TASK TO COMPLETE:
Display each line of the data below that contains the string "query". Letter case must match.
____ DATASET EXCERPTS
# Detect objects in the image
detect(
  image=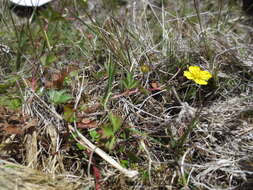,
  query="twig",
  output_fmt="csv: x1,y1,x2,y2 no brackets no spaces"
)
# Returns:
68,125,138,178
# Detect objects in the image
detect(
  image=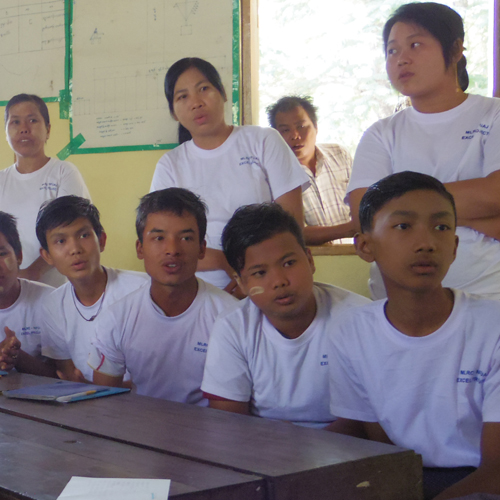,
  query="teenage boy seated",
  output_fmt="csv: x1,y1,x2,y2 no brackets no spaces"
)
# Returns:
89,188,238,406
201,204,368,427
36,196,147,381
330,172,500,500
266,95,354,245
0,212,56,377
________
COMPLETE ANSWER:
  query="twig",
  query="teenage boy seated",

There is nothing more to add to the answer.